**Text des Dokuments:**
■ ■ ■ ■ ■ ■ ■

David Markisch zeichnet mit beeindruckender erzählerischer Kraft ein vielschichtiges Bild des großen Isaak Babel. Eine Hymne an die Wirkungsmächtigkeit des poetischen Wortes.
Autorenporträt
David Markisch wurde 1939 in Moskau geboren. Sein Vater, der jüdische Schriftsteller Perez Markisch, wurde 1952 als Vaterlandsverräter erschossen. Die Familie wurde für zehn Jahre nach Kasachstan verbannt, durfte aber im Zuge der Rehabilitierung nach Stalins Tod 1955 nach Moskau zurückkehren. 1972 emigrierte er nach Israel, wo er seither lebt und arbeitet. Seine Romane und Erzählungen wurden in mehrere Sprachen übersetzt und mit internationalen Preisen ausgezeichnet.
Rezensionen

Perlentaucher-Notiz zur NZZ-Rezension

Franz Haas feiert Markischs Roman über das aufregende Leben und elende Sterben des sowjetischen Schriftstellers Isaak Babel als brillanten Beitrag zu einem Stück sowjetischer Gruselgeschichte, die im übrigen auch das Leben des Autors gezeichnet habe, wie Haas anmerkt: Nicht nur Babel, sondern auch Markischs Vater wurde Opfer der Stalinschen Säuberungskampagnen, beide starben. Von dieser dunklen Geschichte berichtet Markisch in einem Ton "von schreckensstarrer Leichtigkeit", schreibt Haas fasziniert und spricht dem Übersetzer Alfred Frank ein großes Lob aus, der den gruselig-lakonischen Witz des Textes bewahrt habe. Ansonsten nehme sich Markisch viele Freiheiten heraus, mit erfundenen Details das Leben Babels auszudichten, gesteht Haas, wobei der erste große Teil von "Babels Wandlung" sein besonderes Gefallen gefunden hat, weil sich Markisch da an den literarischen Vorlagen Babels orientiert, dabei aber einen eigenen Ton bewahrt hat. Der zweite und dritte Teil des Romans seien eindeutig weniger gelungen, aber immer noch "glänzend genug erzählt", beharrt Haas auf seinem Lob für einen wahrhaft "meisterhaften Beitrag " zur monströsen Vergangenheit Russlands.

■ ■ ■ ■ ■ ■ ■

**Erfasste Angaben:**

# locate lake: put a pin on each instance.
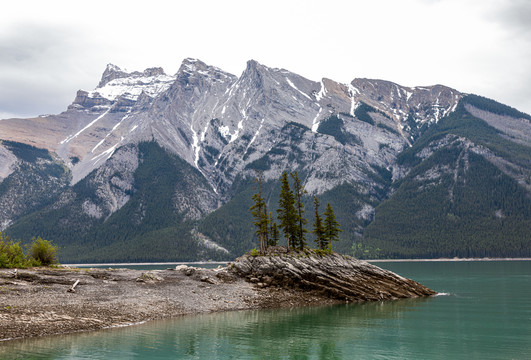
(483, 312)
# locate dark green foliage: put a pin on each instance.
(231, 225)
(259, 212)
(461, 123)
(318, 227)
(147, 227)
(11, 254)
(486, 215)
(43, 252)
(274, 235)
(331, 226)
(362, 113)
(494, 107)
(287, 213)
(300, 221)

■ ■ ■ ■ ■ ■ ■

Schreiben Sie den Text über David Markischs Roman zu Isaak Babel im Anschluss an seinen letzten Satz weiter.

**Lösung:**
© Perlentaucher Medien GmbH

Süddeutsche Zeitung - Rezension
Süddeutsche Zeitung | Besprechung von 28.02.2005

Man muss nicht mit dem Dolch herumlaufen
Mal packend, mal matt: David Markischs Roman über Isaak Babel erlaubt sich „antibiographische” Freiheiten
Auf den ersten Blick erwartet der Leser einen Roman über das bewegte Leben des Isaak Babel, alias Kirill Ljutow, der in einer wohlhabenden jüdischen Familie in Odessa aufwächst, sich den Bolschewiki anschließt, von Maxim Gorki gefördert zum berühmten sowjetischen Schriftsteller aufsteigt, und am Ende, wie so viele überzeugte Kommunisten, in den Kellern der Lubjanka gefoltert und ermordet wird. So weit ist die Anlehnung an das Schicksal des historischen Babel einigermaßen nachzuvollziehen. Aber dann liest man im Untertitel: „Ein antibiographischer Roman”. Das klingt wie eine Warnung, das Buch nicht als Biografie zu lesen. Und in der Tat hat das, was dann auf fast dreihundert Seiten geschildert wird, mit dem, was wir über das Leben Isaak Babels wissen, nicht allzu viel zu tun.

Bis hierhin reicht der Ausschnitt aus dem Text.